DOCUMENT EXCERPT:
Chapter 6 – Spelunking: Discover Your Inner Shell Lunatic
Friday 20 October 2017, 2-6pm
Emma Gibson and Emily Whitebread ran Discover Your Inner Shell Lunatic, a workshop exploring value and currency through the lens of 17th century ‘Conchlyomania’. Taking you on a deep dive into the history of “shell-lunatics” by first presenting a history of collecting natural vs man-made creations as systems of value, participants were then invited to bring shells gathered from the shorelines of Kent (or use our pre-gathered finds) and embark on an alteration process, where every shell found was released back into the wild in a new, even more collectible form during a closing expedition.
Chapter 7 – Spelunking: Agitation Jeopardy
Friday 27 October 2017, 2-6pm
Agitation Jeopardy was devised by Kris Locke and Josephine Sweeney as a way to explore the underground / unregulated nature of cryptocurrency, examine the intersections between virtual and physical mining and speculate on the trajectory of a rapidly expanding technology.
The Agitation Jeopardy workshop was part cryptocurrency lecture, part sand themed game show, centred around a new Russian startup company called Sandcoin and complete with dramatic, tense synth soundtrack (performed live by Synthy Lou). The workshop sought to introduce and demystify five key terms (Cryptocurrency, Cryptomining, Blockchain, Initial Coin Offering and Decentalised Autonomous Organisation) and speculate on the future applications of blockchain networks.
Following an introduction to blockchain networks, the audience entered the first Agitation Jeopardy challenge. Devised as a method to practically illustrate the way in which blockchain architectures operate, two teams competed (with players taking on different roles) within an imagined cryptocurrency system using kinectic sand to enact making transactions, creating blockchain blocks and mining cryptocurrency.
For the second half of Agitation Jeopardy the unusual business model of Sandcoin (in which a crytpocurrency holds both a virtual and a direct material value) was introduced as a speculative model for considering the future applications of blockchain technology. The audience participated in an art attack scale, sandy adaptation of the game boxes, in which players take turns to join dots with either a horizontal or vertical line and compete to control territories.

GIVEN ENTRIES:
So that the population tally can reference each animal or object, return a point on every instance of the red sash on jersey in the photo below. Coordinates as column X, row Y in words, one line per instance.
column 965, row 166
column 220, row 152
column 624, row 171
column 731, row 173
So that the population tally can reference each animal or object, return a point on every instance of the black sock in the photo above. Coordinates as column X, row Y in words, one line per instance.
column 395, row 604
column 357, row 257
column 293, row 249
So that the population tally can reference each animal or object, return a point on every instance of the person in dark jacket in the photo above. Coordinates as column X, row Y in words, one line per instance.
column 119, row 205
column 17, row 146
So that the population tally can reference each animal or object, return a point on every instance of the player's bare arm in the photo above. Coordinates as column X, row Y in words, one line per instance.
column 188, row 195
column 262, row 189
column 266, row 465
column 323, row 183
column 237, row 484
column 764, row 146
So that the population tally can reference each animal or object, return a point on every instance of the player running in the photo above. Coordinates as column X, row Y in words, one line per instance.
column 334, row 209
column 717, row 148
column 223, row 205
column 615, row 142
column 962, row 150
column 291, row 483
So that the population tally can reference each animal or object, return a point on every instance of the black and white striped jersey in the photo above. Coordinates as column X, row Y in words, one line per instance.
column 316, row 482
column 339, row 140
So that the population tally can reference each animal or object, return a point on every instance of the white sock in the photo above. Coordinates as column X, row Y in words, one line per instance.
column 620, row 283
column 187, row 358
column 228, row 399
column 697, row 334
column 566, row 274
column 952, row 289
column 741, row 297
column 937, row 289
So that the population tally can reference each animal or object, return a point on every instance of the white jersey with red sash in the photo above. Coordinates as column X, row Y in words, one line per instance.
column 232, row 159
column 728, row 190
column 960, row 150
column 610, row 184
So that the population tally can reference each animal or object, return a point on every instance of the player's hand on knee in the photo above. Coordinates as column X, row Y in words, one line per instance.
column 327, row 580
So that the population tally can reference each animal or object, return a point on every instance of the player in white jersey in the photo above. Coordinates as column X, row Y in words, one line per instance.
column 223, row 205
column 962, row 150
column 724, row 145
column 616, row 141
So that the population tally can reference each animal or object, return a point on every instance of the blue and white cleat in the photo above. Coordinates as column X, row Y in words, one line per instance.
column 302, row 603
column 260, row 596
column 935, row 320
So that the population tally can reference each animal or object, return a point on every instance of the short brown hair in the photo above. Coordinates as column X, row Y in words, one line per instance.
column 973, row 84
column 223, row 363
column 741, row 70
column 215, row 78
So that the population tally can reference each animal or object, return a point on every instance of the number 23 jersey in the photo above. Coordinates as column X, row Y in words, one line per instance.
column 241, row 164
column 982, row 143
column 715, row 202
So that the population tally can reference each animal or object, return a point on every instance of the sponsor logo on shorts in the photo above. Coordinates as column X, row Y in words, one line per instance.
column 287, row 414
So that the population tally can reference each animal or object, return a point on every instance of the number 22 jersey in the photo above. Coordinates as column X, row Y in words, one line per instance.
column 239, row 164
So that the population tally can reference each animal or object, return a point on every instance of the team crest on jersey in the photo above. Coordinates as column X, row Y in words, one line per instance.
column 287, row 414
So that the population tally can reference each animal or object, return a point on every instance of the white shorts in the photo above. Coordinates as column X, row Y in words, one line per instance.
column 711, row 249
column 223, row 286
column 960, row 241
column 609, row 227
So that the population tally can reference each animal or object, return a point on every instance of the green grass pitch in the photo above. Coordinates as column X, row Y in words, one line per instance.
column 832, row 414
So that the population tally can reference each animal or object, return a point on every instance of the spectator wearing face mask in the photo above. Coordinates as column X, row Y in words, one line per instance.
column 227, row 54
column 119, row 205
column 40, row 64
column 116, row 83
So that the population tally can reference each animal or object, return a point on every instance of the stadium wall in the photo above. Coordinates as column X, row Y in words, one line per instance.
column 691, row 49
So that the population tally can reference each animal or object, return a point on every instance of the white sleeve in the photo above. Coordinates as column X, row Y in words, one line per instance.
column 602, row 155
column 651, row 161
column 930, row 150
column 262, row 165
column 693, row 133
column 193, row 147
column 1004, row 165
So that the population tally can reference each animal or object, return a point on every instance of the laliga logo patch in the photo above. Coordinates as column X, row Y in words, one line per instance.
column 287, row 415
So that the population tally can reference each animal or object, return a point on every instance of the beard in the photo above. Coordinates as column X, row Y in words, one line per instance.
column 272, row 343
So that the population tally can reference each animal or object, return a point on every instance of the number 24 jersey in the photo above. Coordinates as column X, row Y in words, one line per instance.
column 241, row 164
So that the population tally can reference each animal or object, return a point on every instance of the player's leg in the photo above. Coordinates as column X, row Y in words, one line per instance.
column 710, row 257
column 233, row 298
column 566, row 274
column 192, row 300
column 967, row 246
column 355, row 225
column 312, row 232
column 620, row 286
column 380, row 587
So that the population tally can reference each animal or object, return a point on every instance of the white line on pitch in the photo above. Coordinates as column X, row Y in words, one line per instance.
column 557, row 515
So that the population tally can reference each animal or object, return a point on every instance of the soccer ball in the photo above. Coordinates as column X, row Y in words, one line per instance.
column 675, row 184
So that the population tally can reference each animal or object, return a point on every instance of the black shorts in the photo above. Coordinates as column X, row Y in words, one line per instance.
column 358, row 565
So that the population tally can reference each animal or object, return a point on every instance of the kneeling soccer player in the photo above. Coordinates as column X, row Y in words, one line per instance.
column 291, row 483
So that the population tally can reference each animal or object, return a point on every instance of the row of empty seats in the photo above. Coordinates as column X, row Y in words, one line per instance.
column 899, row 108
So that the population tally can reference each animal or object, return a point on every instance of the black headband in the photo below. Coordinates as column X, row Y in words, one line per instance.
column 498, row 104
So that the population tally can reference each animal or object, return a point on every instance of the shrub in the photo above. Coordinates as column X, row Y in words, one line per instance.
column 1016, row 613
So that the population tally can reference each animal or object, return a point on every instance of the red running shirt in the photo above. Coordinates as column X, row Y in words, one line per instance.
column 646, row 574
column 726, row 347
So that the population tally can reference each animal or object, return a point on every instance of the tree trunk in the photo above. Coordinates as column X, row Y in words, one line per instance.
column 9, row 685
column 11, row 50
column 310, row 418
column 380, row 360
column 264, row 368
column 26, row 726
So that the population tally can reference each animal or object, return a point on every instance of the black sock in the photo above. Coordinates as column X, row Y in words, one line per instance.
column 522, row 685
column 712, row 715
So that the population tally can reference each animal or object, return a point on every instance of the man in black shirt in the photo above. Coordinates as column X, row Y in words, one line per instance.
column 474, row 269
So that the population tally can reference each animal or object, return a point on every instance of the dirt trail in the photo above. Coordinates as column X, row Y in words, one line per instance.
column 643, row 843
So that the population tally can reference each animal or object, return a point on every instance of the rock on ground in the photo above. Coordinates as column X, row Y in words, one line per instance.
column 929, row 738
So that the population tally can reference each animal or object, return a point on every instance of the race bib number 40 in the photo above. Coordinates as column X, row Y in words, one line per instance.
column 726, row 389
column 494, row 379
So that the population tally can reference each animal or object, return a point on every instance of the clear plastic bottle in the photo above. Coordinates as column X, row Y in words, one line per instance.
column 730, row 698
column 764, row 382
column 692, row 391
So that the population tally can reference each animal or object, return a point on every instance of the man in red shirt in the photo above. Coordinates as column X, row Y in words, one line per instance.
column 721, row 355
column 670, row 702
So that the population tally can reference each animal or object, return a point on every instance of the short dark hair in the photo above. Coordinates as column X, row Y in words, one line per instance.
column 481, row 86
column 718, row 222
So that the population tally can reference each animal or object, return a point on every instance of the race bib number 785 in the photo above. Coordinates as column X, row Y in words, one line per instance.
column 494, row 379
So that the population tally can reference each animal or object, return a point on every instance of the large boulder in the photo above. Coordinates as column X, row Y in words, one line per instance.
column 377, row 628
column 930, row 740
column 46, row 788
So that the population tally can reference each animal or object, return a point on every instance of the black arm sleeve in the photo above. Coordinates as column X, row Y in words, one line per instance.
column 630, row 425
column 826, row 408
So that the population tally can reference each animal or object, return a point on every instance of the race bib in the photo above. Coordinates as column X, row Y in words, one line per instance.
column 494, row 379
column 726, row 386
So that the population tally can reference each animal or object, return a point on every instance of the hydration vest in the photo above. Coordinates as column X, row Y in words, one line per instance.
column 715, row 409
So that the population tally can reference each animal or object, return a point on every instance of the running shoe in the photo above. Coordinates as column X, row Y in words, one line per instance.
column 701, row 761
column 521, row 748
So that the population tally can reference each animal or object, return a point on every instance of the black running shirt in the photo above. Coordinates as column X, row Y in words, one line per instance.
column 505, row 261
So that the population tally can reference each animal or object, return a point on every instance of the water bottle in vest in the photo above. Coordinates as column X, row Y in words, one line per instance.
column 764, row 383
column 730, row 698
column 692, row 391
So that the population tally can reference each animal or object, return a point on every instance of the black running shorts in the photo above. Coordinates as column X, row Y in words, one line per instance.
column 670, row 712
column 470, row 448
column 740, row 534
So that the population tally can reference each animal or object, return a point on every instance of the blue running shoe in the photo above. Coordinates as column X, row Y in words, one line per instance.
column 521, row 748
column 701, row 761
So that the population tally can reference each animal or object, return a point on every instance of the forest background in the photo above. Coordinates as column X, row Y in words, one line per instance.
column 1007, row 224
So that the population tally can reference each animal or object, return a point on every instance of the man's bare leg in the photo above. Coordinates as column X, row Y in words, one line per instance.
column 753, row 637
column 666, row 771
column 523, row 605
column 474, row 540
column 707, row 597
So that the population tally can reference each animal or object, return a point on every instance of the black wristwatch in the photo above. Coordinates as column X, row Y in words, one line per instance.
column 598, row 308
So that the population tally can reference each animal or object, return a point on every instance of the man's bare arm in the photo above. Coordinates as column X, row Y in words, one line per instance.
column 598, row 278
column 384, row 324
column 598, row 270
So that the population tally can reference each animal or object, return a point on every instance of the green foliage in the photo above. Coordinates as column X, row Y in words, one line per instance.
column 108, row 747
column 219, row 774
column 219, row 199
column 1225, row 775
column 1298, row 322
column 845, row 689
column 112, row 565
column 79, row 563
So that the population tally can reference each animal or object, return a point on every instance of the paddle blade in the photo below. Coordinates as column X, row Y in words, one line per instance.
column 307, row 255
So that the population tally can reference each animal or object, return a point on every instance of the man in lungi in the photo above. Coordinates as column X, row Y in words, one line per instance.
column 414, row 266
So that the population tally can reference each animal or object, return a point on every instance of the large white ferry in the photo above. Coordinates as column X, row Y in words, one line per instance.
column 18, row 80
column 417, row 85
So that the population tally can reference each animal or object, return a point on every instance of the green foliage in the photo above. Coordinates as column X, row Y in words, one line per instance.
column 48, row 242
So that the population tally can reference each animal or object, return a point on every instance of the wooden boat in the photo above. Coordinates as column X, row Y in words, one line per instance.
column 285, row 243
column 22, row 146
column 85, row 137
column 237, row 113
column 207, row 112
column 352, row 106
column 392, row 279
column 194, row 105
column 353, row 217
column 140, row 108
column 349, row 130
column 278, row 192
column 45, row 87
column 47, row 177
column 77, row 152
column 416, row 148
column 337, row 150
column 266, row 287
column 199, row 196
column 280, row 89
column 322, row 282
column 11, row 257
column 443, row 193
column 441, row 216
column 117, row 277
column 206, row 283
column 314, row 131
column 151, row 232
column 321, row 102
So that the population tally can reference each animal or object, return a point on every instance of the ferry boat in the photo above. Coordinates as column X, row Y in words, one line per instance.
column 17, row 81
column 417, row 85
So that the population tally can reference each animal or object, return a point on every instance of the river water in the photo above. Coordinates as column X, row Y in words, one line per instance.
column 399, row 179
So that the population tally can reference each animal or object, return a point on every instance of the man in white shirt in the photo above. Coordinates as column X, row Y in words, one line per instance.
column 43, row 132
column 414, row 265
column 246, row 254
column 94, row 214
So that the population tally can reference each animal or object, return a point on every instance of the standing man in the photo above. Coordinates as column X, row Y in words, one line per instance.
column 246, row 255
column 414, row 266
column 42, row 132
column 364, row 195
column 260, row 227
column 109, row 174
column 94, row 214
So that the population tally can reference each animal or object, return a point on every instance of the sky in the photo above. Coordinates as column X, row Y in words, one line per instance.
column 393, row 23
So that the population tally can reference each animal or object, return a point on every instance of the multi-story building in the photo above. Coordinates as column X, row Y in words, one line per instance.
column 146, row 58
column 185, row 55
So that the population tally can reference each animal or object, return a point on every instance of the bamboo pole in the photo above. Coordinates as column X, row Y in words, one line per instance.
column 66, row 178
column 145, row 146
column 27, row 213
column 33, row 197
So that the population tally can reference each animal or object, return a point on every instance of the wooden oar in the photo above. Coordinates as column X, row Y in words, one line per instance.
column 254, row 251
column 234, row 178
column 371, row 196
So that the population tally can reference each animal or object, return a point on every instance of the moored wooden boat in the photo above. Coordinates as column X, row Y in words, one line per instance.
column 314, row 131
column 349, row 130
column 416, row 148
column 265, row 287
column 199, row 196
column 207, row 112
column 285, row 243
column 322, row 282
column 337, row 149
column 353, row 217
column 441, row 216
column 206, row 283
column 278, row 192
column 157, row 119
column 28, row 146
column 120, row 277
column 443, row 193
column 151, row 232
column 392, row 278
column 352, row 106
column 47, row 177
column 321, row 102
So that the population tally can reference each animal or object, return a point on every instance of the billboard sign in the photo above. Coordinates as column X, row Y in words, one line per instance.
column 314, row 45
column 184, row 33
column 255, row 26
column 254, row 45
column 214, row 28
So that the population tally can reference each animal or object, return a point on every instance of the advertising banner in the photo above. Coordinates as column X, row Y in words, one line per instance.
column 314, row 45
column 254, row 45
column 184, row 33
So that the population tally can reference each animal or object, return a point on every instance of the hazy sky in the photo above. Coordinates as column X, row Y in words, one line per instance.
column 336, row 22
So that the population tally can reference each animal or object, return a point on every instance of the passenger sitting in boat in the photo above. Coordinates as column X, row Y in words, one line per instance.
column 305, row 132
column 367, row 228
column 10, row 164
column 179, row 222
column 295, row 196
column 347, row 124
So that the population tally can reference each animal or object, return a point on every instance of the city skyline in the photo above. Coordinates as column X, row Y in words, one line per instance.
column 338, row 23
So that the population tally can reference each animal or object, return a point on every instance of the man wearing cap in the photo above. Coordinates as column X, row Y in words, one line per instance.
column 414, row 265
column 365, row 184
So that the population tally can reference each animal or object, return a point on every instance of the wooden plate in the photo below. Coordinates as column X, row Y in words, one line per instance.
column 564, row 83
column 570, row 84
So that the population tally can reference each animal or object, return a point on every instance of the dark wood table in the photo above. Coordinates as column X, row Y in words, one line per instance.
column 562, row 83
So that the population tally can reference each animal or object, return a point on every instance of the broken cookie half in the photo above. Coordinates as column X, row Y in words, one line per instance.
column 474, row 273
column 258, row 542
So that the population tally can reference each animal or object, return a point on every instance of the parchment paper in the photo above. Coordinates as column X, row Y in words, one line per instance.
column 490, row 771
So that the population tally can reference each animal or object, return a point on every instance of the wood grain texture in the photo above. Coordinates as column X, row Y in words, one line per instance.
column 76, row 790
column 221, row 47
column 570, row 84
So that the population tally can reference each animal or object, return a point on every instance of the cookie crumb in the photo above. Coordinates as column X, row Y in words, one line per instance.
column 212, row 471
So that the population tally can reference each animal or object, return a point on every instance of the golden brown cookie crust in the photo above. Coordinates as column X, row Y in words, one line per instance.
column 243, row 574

WHAT YOU WILL DO:
1. From the workshop listings, retype the part that opens with the words containing "For the second" and closes with "to control territories.".
2. In the workshop listings, who performed the live synth soundtrack for Agitation Jeopardy?
3. Carry on the workshop listings from the point where they stop.

ANSWERS TO THE PROBLEMS:
1.
For the second half of Agitation Jeopardy the unusual business model of Sandcoin (in which a crytpocurrency holds both a virtual and a direct material value) was introduced as a speculative model for considering the future applications of blockchain technology. The audience participated in an art attack scale, sandy adaptation of the game boxes, in which players take turns to join dots with either a horizontal or vertical line and compete to control territories.

2. Synthy Lou

3.
The second challenge produced a landscape the group could inhabit. Everyone was then asked to participate in a short reading group taken from a text called Terra0 by Paul Seidler, Paul Kolling and Max Hampshire. The text outlines a prototype for a self-utilizing and self-owning piece of land that uses blockchain smart contracts to procure its real exchange value and eventually buy itself. A discussion developed drawing from the real world model of Sandcoin as a point of reference and the speculative text Terra0 as a point of departure.
Chapter 8 – Spelunking: Finding a Knocker: The Well of Many Worlds
Friday 3 November 2017, 2-6pm
“Words don’t express my meaning,
Notes could not spell out the score.
But finding, not keeping is the lesson”
Bryan Ferry, Roxy Music, 1972
For the final Spelunking workshop, George Harding and Lou Lou Sainsbury led Finding a Knocker: The Well of Many Worlds, a writing workshop based on the fantasy role playing game Dungeons and Dragons. Participants were guided through a scripted narrative into the Well of Many Worlds, a portal to an alternate universe, where they could explore their fantastical body and the new world in which was shaping it.
As they were led, participants wrote or drew their responses to the script… documenting as memories might haphazardly have appeared, and strange ethereal pop music disrupted their journey. Participants were then invited to read out and share their responses in a reflexive group discussion, noticing the resonances with each other’s texts and highlighting the often intimate journey that the Spelunking’s subterranean exploration was.